* START Entries supplied *

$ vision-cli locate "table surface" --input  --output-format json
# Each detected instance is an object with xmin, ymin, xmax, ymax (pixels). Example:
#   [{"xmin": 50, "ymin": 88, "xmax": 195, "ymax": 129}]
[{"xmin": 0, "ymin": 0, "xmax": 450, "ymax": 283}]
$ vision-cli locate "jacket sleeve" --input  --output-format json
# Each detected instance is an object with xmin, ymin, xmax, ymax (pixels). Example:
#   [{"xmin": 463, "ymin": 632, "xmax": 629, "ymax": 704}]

* END Entries supplied *
* START Entries supplied *

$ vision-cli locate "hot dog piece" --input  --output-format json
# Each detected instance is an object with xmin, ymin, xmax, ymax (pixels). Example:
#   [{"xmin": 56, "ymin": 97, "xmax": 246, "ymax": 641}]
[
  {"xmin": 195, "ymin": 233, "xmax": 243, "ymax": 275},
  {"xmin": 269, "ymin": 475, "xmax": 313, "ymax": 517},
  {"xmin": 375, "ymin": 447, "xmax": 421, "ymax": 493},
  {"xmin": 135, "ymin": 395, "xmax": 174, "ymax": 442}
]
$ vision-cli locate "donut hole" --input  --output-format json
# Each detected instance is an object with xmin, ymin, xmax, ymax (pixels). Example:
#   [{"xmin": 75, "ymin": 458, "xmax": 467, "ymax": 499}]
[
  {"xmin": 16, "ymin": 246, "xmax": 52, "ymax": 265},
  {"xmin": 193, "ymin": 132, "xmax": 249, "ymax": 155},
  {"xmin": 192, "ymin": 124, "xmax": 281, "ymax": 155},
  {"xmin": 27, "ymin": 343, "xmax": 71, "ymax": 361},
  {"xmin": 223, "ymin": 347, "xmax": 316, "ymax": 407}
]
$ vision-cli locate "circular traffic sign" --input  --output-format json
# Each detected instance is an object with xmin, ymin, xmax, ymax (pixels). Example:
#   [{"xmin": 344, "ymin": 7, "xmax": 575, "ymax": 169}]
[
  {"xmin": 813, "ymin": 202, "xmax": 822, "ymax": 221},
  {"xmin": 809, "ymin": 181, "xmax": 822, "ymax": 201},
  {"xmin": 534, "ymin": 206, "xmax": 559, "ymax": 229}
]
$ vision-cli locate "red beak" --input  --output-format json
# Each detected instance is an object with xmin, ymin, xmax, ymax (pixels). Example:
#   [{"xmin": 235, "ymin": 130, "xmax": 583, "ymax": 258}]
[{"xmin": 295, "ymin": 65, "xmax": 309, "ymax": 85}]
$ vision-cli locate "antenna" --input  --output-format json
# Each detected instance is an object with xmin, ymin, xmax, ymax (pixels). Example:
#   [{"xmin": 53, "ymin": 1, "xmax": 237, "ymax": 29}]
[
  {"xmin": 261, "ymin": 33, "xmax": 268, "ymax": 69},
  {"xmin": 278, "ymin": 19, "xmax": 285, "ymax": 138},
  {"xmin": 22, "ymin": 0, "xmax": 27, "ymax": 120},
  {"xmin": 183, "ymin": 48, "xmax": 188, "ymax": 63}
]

* END Entries supplied *
* START Entries supplied *

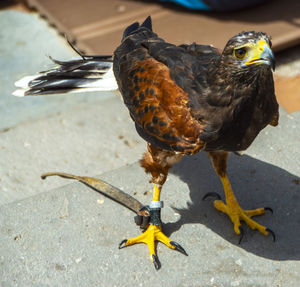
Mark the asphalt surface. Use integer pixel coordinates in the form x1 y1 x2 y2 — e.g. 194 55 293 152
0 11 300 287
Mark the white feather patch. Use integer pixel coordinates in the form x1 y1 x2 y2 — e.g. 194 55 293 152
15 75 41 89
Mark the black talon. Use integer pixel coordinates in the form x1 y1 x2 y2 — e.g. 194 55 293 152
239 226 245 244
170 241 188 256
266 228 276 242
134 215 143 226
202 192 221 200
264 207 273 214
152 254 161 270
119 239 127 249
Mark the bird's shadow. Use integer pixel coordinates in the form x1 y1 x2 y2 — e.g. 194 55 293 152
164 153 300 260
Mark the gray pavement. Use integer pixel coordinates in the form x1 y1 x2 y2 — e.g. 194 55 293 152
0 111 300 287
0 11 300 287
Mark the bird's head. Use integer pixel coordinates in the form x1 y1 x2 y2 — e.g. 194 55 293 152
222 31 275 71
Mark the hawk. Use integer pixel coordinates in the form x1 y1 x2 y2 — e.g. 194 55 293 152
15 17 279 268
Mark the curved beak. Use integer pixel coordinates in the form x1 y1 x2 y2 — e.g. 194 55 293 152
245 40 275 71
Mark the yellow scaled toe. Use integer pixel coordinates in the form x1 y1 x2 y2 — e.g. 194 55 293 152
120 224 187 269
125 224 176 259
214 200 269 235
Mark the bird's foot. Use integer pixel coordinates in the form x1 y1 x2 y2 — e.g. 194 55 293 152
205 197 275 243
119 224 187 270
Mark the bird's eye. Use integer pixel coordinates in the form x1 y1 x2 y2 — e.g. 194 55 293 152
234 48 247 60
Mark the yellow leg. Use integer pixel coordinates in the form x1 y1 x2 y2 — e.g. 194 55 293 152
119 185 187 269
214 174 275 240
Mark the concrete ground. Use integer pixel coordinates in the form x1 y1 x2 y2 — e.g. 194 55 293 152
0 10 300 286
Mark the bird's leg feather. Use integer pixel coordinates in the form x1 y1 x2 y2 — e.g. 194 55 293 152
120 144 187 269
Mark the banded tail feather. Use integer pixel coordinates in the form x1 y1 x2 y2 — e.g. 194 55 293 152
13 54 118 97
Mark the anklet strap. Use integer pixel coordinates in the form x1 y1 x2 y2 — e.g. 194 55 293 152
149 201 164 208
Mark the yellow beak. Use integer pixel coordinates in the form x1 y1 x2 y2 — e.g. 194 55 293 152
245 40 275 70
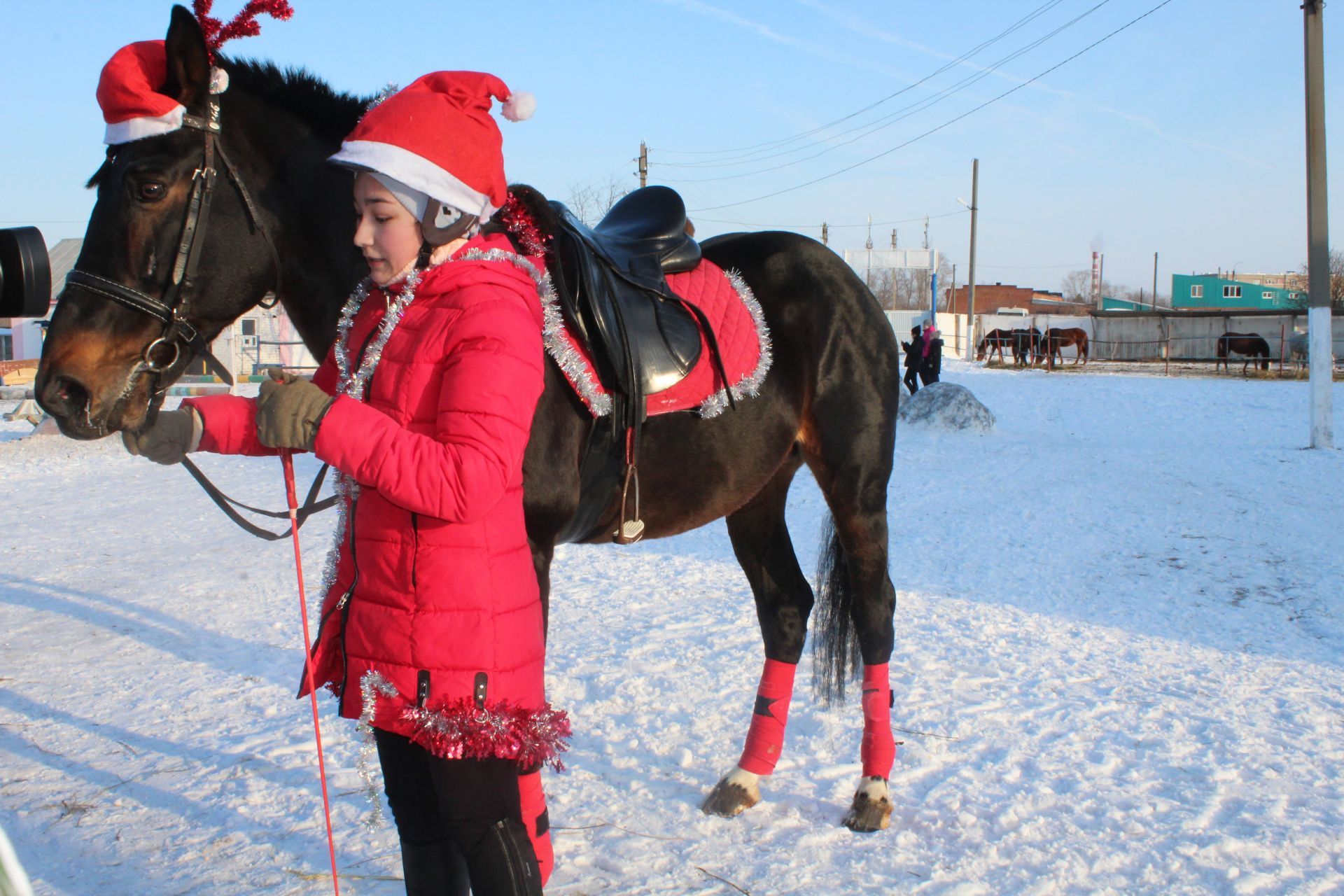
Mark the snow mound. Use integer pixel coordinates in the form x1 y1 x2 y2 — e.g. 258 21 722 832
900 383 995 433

* END Entries supplied *

Reproduce, word for word, everything in the items from the line containing "Mark the gray" down to the line containing "15 17 279 268", with both of those lines included.

* _Complete response_
Mark the gray pavement. Use integer pixel coordinates in the form x1 y1 x2 y2 — e.g. 194 55 293 152
0 111 300 287
0 11 300 287
Mark the bird's head. Use integer pixel coordinates in the form x1 y1 x2 y2 — e.g. 194 55 293 152
222 31 275 71
Mark the hawk. Use integer pixel coordinates in the form x1 y1 x2 y2 — e.g. 194 55 293 152
15 17 279 268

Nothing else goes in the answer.